◆ REQUEST ◆
Take the line containing "Note: for every instance of the woman in" and every line after it in the data below, and print them exactly as given, with nothing else.

◆ RECORDS ◆
* * * * * * * * *

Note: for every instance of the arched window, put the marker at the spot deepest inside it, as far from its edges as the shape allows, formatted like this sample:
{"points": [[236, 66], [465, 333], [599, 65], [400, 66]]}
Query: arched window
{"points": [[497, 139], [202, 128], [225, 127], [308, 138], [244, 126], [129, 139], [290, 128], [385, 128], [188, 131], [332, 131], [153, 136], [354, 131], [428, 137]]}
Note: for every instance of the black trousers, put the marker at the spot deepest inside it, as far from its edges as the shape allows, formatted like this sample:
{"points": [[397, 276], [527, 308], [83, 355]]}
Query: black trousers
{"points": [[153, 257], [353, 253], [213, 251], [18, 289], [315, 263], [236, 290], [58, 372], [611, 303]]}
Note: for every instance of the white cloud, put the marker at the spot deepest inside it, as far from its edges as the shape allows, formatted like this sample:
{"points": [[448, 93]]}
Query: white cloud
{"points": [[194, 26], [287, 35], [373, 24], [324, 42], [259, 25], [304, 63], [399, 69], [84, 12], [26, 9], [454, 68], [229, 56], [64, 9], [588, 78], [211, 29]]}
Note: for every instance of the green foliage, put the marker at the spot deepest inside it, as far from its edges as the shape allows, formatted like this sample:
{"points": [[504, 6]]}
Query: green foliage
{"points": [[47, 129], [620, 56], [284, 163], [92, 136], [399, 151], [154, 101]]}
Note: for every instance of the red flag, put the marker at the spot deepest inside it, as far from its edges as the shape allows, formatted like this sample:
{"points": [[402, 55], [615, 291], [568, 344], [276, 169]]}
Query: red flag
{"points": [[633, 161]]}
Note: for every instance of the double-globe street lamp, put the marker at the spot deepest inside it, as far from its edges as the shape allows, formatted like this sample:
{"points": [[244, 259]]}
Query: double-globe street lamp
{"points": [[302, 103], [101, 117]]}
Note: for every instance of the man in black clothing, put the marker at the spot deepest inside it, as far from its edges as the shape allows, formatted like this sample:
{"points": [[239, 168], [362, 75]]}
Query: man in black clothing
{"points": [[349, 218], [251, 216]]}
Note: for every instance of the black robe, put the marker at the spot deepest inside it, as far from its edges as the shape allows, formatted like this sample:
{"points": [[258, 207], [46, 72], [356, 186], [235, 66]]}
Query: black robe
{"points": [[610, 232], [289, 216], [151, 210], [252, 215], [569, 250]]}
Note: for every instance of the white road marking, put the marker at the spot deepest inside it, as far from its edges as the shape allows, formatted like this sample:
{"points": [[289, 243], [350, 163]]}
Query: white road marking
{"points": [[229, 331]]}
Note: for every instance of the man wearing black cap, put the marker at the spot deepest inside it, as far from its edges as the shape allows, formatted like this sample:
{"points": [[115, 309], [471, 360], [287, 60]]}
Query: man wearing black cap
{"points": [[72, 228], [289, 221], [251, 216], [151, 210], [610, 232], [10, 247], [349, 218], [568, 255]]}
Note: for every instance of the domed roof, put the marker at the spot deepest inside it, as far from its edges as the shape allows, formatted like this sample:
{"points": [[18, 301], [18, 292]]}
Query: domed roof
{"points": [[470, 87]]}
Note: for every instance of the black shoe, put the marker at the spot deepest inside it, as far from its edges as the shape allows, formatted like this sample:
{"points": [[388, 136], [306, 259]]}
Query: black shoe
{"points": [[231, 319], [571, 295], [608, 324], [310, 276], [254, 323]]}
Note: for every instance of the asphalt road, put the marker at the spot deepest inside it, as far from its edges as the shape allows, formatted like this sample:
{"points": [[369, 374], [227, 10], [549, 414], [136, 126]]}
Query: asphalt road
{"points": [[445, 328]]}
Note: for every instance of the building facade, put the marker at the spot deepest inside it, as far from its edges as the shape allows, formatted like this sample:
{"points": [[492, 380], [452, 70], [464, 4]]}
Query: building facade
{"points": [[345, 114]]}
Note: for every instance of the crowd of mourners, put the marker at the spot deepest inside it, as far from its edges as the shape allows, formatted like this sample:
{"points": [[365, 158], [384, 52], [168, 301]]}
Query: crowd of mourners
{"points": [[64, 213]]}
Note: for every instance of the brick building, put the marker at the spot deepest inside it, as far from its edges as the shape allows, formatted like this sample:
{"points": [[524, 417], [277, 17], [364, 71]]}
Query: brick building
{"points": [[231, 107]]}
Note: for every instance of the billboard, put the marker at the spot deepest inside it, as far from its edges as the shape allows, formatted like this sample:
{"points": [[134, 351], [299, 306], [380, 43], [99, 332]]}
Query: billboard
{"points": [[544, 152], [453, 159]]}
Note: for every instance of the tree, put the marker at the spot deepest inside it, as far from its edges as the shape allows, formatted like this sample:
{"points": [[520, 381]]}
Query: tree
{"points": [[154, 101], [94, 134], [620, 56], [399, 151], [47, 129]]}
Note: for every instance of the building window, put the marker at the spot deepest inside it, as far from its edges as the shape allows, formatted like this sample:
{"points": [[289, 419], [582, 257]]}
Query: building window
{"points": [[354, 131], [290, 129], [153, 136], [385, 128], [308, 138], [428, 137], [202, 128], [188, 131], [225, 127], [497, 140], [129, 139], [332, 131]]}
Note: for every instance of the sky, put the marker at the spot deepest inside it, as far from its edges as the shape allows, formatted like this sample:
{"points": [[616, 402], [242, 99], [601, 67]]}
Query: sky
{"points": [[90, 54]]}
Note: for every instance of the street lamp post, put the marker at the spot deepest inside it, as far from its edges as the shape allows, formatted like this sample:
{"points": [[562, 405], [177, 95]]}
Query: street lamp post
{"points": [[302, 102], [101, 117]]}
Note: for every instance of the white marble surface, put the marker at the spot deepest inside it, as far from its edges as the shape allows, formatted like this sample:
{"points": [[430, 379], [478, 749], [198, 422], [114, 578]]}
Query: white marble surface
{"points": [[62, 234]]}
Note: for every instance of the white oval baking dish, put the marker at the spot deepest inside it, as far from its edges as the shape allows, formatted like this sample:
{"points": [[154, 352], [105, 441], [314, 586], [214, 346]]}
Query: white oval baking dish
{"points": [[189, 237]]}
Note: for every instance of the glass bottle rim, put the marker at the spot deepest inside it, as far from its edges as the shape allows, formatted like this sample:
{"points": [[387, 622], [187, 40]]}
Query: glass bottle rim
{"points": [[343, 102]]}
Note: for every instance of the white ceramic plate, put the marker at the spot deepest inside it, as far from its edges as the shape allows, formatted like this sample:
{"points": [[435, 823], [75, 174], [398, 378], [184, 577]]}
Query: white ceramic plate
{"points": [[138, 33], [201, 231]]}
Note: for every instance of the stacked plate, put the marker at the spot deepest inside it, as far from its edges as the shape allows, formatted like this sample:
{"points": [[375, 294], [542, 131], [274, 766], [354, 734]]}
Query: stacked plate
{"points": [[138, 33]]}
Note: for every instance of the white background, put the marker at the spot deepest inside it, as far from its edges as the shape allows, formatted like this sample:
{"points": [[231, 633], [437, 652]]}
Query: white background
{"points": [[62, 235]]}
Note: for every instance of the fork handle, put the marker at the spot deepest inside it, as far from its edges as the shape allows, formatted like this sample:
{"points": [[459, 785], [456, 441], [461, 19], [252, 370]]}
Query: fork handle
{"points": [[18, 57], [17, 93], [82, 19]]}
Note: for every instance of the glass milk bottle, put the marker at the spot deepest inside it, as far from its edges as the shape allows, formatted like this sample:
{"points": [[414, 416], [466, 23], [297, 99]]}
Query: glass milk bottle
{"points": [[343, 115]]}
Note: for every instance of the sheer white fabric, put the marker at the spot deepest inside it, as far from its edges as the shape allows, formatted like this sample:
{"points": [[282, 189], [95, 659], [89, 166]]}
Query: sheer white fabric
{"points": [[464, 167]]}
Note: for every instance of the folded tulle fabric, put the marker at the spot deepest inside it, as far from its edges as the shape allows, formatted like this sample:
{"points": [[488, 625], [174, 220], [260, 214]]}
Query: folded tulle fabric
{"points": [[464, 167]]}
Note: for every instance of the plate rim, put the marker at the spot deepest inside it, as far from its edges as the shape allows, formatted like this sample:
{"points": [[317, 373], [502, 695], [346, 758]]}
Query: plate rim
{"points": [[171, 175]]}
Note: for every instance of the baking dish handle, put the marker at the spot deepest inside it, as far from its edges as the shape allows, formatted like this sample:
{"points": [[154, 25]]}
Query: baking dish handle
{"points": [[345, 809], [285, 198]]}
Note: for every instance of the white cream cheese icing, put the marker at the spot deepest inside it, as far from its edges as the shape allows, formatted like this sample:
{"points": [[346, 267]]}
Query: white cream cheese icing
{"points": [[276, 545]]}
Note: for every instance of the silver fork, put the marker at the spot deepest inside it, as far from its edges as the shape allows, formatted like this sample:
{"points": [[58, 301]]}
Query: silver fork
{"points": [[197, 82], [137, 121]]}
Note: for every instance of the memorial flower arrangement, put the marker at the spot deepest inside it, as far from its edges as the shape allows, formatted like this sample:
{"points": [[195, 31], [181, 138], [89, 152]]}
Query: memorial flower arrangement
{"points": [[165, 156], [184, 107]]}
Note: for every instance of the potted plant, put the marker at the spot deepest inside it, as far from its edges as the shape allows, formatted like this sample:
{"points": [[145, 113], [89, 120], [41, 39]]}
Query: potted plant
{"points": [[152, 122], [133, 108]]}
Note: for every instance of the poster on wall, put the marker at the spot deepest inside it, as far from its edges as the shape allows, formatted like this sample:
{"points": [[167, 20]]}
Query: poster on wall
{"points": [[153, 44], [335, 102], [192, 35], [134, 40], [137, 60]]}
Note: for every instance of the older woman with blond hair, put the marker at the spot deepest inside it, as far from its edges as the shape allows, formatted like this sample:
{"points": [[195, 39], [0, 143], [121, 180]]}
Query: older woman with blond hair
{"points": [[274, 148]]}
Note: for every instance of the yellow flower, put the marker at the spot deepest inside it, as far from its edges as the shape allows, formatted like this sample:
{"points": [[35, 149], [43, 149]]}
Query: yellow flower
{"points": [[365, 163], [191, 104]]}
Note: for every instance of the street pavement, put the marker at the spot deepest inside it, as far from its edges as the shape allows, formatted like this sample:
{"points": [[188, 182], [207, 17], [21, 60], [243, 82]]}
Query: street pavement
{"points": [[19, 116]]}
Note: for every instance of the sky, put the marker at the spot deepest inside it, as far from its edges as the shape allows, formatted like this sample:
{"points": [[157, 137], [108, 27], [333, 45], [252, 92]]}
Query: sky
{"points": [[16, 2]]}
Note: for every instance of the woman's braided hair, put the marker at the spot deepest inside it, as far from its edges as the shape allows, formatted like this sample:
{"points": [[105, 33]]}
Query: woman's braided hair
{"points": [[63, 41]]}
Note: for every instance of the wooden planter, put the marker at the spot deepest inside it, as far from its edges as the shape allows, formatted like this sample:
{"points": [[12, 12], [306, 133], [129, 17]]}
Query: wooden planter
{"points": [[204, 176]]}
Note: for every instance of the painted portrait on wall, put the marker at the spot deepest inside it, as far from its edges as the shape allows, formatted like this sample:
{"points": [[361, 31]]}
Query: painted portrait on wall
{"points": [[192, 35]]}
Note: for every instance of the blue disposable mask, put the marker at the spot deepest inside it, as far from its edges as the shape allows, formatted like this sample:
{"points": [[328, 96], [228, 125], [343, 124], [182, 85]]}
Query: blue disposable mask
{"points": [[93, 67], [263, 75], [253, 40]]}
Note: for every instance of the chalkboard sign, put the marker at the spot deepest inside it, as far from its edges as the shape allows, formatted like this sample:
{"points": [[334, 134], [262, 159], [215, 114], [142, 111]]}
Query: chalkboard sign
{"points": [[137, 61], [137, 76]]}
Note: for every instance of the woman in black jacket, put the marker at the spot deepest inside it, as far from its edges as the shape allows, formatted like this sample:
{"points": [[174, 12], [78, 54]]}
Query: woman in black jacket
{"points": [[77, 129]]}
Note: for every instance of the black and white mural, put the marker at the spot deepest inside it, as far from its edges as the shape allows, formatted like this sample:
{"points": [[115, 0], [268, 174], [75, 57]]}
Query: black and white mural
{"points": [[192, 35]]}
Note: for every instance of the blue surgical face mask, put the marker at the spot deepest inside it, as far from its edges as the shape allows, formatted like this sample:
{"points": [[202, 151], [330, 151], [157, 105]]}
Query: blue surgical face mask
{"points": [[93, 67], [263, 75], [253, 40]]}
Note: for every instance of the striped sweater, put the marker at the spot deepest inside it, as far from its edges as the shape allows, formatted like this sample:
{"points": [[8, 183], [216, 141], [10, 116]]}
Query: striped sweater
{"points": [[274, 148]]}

* * * * * * * * *

◆ THE SOLUTION ◆
Note: for every instance of the woman in black jacket, put the marker at the spot deepest inside it, as far from its edges as the shape allows, formatted like this sample:
{"points": [[174, 12], [78, 54]]}
Query: woman in black jacket
{"points": [[77, 129]]}
Note: for every instance of the black and white mural, put the marker at the spot deepest inside it, as far from its edges as the shape allows, formatted like this sample:
{"points": [[115, 0], [268, 174], [75, 57]]}
Query: black and white mural
{"points": [[192, 35]]}
Note: for every instance of the blue surgical face mask, put the marker at the spot deepest inside it, as far from its edges as the shape allows, formatted like this sample:
{"points": [[202, 151], [330, 151], [157, 105]]}
Query: blue surgical face mask
{"points": [[93, 67], [263, 75], [253, 40]]}
Note: for every instance of the striped sweater, put the marker at the spot deepest inside it, as far from its edges as the shape allows, formatted like this sample:
{"points": [[8, 183], [216, 141], [10, 116]]}
Query: striped sweater
{"points": [[274, 148]]}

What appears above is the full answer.